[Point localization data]
———

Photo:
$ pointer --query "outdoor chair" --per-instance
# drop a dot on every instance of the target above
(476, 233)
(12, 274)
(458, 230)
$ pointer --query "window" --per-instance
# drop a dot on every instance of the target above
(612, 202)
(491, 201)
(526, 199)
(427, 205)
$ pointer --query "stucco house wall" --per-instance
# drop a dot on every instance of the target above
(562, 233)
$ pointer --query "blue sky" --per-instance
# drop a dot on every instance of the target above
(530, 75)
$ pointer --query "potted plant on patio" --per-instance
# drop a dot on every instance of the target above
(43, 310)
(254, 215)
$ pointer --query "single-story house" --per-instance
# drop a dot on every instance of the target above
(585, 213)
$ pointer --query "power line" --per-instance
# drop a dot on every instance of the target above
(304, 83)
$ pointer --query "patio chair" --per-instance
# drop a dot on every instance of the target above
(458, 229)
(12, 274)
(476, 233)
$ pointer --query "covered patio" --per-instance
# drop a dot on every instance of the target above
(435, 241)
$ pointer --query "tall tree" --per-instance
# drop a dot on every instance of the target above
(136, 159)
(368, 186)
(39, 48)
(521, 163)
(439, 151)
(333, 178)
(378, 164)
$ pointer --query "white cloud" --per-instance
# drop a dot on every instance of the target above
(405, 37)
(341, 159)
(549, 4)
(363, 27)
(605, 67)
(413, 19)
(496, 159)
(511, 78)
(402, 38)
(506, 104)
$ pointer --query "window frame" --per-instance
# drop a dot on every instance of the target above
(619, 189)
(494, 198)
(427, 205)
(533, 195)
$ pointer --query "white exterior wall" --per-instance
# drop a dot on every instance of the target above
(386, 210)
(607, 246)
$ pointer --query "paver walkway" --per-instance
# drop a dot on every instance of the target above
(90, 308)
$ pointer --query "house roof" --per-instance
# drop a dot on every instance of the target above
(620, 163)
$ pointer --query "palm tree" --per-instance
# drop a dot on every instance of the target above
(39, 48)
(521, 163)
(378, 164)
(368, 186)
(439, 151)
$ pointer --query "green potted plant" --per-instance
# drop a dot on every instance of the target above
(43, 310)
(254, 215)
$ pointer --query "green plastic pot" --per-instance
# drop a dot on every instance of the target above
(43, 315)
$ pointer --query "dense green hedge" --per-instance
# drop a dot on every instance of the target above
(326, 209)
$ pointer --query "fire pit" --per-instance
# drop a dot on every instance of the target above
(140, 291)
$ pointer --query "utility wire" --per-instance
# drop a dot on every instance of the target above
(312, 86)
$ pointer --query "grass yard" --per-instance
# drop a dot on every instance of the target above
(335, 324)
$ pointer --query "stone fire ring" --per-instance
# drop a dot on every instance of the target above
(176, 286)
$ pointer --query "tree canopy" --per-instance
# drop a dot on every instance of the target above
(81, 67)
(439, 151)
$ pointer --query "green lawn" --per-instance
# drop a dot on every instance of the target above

———

- ACTION ITEM
State the number of lines in these entries that include the string "green". Provide nothing beyond that number.

- SOLUTION TO THE PROBLEM
4